Extract provided:
Growth Engineering at Netflix — Automated Imagery Generation

Published in

Netflix TechBlog

8 min readFeb 1, 2021

Background

There’s a good chance you’ve probably visited the Netflix homepage. In the Growth Engineering team, we refer to this as the top of the signup funnel. For more background on the signup funnel and Growth Engineering’s role in the signup funnel, please read our initial post on the topic: Growth Engineering at Netflix — Accelerating Innovation. The primary focus of this post will be the top of the signup funnel. In particular, the Netflix homepage:

As discussed in our previous post, Growth Engineering owns the business logic and protocols that allow our UI partners to build lightweight and flexible applications for almost any platform. In some cases, like the homepage, this even involves providing appropriate imagery (e.g., the background image shown above). In this post, we’ll take a deep dive into the journey of content-based imagery on the Netflix homepage.

Stored data:
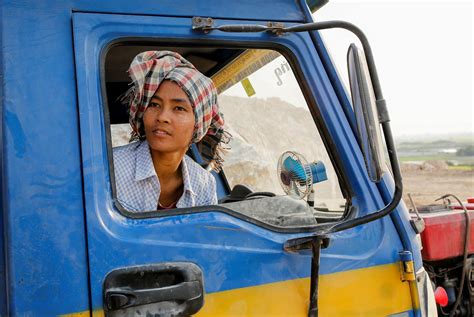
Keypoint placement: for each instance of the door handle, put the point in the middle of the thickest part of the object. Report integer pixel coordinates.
(160, 289)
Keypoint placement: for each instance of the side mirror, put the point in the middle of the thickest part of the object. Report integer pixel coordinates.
(367, 119)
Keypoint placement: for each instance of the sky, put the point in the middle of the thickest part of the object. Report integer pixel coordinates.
(424, 56)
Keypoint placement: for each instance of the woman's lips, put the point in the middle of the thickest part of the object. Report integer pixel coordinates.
(161, 132)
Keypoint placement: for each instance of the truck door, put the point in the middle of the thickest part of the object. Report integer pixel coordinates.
(218, 260)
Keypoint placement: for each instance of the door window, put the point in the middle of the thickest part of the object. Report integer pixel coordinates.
(267, 114)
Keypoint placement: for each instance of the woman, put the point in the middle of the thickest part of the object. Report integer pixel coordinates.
(171, 106)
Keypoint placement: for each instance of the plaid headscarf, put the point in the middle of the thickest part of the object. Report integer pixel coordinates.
(148, 70)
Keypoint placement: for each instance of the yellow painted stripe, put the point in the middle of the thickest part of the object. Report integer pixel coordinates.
(80, 314)
(375, 291)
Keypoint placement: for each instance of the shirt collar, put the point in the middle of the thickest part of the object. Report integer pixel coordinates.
(186, 179)
(143, 163)
(144, 167)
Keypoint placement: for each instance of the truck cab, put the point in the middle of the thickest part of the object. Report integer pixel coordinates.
(338, 245)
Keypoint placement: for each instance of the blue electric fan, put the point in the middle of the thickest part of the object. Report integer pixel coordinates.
(297, 176)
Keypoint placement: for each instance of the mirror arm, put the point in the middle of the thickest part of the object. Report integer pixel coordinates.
(384, 120)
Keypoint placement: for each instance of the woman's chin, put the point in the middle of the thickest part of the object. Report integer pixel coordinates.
(165, 147)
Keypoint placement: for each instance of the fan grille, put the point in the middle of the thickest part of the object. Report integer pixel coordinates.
(294, 174)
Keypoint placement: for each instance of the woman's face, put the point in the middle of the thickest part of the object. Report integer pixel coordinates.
(169, 119)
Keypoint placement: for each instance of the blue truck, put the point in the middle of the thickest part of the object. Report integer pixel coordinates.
(346, 246)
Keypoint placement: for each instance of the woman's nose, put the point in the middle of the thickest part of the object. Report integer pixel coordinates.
(163, 115)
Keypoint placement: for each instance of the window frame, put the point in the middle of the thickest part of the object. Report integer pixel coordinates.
(313, 108)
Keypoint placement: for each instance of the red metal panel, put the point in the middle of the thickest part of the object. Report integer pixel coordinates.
(444, 233)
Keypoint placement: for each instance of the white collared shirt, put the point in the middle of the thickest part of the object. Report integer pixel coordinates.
(138, 187)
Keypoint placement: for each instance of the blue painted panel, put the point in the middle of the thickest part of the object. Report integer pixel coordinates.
(42, 205)
(275, 10)
(228, 249)
(3, 293)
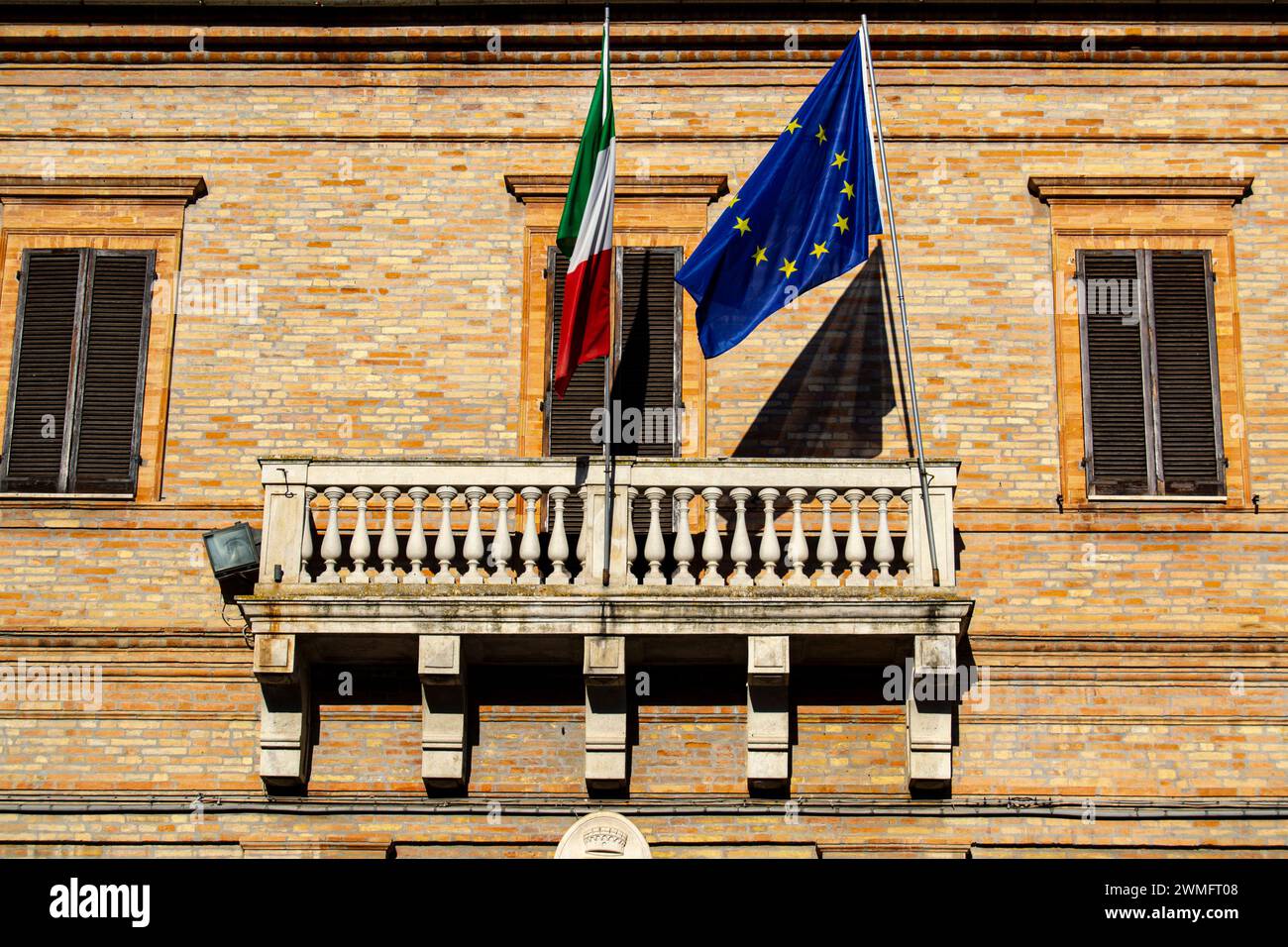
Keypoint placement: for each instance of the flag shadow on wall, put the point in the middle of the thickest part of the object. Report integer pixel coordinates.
(835, 395)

Stated exercise 1: Name every blog post or publication title that appears in the Netflix Growth Engineering post, including the post's own title.
Stated exercise 2: In the Netflix Growth Engineering post, what name does the Growth Engineering team use for the Netflix homepage?

Task answer 1:
- Growth Engineering at Netflix — Automated Imagery Generation
- Netflix TechBlog
- Growth Engineering at Netflix — Accelerating Innovation

Task answer 2: The top of the signup funnel.